▶ _AIM OF THE TASK_
Gather every line of the items below that contains the string "peach", and copy each such line in full. Matching is case-sensitive.

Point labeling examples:
□ □ □

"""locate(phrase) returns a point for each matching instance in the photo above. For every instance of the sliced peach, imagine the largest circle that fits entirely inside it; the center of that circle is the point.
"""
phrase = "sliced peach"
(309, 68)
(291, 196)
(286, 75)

□ □ □

▶ _TASK OUTPUT_
"""locate(phrase) returns a point for each matching instance in the photo above. For every instance of the sliced peach, imagine the largest circle that fits entirely inside it; the center of that circle is the point.
phrase = "sliced peach"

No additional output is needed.